» Required task
Write out exactly, please, the lines from the one containing "the mountain peak" to the end of the material.

──────── Data supplied

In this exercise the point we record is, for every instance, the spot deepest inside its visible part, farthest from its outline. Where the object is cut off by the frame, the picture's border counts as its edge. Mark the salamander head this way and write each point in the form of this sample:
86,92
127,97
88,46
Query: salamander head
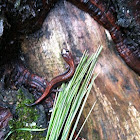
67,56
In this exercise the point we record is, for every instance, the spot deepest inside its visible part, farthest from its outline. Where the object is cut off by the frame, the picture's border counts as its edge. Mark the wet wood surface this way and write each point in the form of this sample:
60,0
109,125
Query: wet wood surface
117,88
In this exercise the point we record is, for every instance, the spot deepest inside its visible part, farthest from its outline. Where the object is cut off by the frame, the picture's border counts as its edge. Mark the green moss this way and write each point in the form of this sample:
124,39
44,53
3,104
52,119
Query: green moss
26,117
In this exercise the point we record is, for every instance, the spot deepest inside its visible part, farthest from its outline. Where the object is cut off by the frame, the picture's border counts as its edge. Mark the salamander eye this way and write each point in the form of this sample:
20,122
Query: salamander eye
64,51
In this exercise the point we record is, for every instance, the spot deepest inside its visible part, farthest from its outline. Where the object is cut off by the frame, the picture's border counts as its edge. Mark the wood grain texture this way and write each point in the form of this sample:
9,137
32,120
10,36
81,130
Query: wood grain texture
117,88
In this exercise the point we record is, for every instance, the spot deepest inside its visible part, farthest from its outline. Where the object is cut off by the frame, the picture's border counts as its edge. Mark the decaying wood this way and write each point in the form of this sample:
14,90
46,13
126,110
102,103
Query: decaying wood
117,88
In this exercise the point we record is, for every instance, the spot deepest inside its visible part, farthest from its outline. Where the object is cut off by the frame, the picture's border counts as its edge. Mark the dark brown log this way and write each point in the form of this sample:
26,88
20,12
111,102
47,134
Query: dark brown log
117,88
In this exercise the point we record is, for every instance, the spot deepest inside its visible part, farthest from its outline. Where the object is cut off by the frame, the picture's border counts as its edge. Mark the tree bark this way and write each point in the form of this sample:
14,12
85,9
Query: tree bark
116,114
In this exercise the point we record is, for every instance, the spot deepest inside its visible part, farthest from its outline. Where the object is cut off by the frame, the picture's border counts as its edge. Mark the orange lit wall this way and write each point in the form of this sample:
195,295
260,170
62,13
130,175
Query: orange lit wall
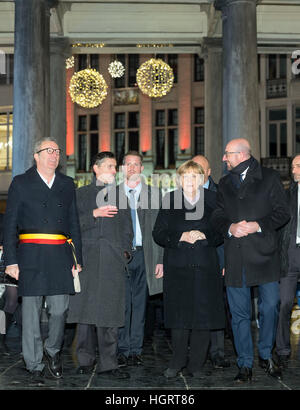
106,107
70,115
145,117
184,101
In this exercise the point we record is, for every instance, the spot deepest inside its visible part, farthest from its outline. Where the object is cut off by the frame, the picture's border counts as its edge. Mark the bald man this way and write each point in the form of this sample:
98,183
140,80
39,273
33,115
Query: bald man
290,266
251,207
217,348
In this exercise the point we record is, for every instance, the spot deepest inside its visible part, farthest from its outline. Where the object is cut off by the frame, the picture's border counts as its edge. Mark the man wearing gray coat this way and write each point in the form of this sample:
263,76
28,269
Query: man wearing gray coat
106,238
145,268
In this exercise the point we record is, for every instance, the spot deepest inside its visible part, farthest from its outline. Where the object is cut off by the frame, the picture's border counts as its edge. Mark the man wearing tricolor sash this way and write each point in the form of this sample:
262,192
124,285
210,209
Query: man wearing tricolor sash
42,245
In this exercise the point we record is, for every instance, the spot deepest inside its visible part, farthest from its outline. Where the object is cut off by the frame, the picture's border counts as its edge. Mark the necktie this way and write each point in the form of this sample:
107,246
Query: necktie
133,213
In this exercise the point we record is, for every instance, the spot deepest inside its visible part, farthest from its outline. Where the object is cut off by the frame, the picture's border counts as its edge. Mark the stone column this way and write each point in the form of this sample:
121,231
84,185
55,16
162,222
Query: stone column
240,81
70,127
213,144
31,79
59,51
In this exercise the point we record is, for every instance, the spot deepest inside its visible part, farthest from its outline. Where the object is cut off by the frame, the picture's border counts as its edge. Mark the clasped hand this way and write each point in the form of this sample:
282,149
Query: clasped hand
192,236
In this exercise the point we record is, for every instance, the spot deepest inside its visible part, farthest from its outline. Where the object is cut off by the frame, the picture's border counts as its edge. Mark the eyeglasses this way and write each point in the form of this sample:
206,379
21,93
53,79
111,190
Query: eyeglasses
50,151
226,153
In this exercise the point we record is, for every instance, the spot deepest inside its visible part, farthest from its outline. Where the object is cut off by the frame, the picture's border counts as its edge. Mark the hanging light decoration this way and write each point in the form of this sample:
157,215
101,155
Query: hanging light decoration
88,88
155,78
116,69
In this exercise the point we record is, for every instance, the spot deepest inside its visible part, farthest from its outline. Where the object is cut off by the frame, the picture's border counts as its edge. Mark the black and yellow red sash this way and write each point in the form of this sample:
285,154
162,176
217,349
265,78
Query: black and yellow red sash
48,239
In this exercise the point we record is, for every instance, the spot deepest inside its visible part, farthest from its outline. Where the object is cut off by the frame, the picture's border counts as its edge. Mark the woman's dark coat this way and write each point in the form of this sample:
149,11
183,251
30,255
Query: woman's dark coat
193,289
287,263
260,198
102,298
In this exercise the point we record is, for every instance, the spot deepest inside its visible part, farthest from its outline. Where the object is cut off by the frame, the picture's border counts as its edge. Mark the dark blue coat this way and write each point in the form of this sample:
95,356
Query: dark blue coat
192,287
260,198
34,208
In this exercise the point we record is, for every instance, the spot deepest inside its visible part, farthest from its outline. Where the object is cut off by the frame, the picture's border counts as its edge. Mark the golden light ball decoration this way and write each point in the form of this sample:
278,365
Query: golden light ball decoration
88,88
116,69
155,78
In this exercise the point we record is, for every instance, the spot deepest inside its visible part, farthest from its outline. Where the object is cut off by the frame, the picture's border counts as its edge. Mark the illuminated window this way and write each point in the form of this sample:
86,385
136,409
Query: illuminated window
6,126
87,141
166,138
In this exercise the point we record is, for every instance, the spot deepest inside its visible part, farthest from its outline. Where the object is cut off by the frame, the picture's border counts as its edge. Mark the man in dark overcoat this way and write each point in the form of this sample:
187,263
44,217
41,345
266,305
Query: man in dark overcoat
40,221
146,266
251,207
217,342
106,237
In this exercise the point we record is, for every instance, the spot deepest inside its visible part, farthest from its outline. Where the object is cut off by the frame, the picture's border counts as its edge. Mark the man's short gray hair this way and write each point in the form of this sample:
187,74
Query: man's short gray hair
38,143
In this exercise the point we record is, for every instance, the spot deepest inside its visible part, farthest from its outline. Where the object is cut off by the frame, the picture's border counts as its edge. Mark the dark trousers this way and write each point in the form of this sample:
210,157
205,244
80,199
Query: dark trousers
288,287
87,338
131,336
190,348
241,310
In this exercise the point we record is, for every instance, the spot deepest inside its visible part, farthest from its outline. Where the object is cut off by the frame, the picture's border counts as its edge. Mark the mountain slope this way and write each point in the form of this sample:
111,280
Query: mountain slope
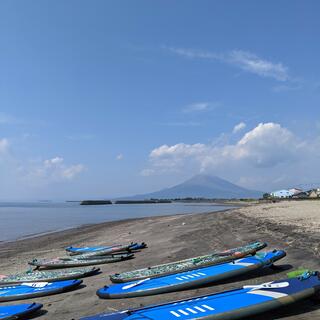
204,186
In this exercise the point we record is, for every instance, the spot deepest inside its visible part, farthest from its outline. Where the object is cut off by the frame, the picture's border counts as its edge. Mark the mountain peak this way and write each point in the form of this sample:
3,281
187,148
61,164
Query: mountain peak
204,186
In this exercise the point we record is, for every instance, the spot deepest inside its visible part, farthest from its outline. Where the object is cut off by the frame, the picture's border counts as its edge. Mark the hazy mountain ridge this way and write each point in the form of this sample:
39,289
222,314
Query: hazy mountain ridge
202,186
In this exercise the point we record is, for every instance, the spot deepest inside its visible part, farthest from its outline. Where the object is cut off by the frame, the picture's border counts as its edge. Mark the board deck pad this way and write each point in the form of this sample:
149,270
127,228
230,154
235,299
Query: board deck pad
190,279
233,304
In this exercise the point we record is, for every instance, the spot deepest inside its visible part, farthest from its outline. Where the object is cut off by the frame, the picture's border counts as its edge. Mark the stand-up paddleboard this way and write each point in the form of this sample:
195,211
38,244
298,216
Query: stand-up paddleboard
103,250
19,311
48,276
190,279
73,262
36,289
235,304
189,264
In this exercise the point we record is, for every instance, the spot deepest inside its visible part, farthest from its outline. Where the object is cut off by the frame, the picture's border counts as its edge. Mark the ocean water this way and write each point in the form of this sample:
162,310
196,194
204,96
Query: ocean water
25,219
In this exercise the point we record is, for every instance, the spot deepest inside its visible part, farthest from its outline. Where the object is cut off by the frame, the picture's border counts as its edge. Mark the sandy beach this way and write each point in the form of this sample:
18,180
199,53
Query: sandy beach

────────────────

» Full answer
In this exercise the point we record is, for every instance, the spot deepest inside its visible part, farthest from its outline. Where the object is cut off by the frame, the picture's border counts as its edge. Mark the mountain peak this way and write each point in the form of this sample:
3,281
187,148
61,164
Query: mountain peak
204,186
In this exercise the point we record is, for every instance, the spot deepest inside its visible part, farthest from its outline. Where the object is cut off by the frame, the picture's border counts as its edge. Mark the hazy mountain ridge this way and write each point in the form of this sample:
39,289
222,314
Query: hazy mountain ridge
202,186
In this exercise the point we record is, for every instance, the spot deepest inside its visible part, farthest from its outline. Where the object is cut off by the frame, the picture's border counts as its edge. Mark the board deck pad this way and write each point in the form of this sample:
149,270
127,228
230,154
235,299
Query: board deck pad
190,279
233,304
In this exercise the point we record is, for every instance, the spot deepest inside its visible part, farthest from its outline. Where the object is cut off by the frame, the picture's border counts as its edge. Mark the stand-up paddleboard this way and write each point in the form of this sample:
195,211
38,244
298,216
Query: stand-up paddleboard
103,250
19,311
48,276
190,279
73,262
36,289
235,304
189,264
In this exercise the point we record is, for every instance, the spot deepest inside its visible part, farthest from its outline. Where the object is cut off by the frame, the picture's border counts as its edge. Mark the ocean water this way and write each point in the form of this sample:
162,310
196,194
204,96
Query: ocean water
25,219
In this exercise the point we record is, for every instance, the spot deepest inside its visible part, farthest from its outline. Where the object is cut off by the frame, the picture's border counts as its edge. Mark the sandy beach this way and write each point in the form of this sample:
18,180
199,53
Query: sandy beach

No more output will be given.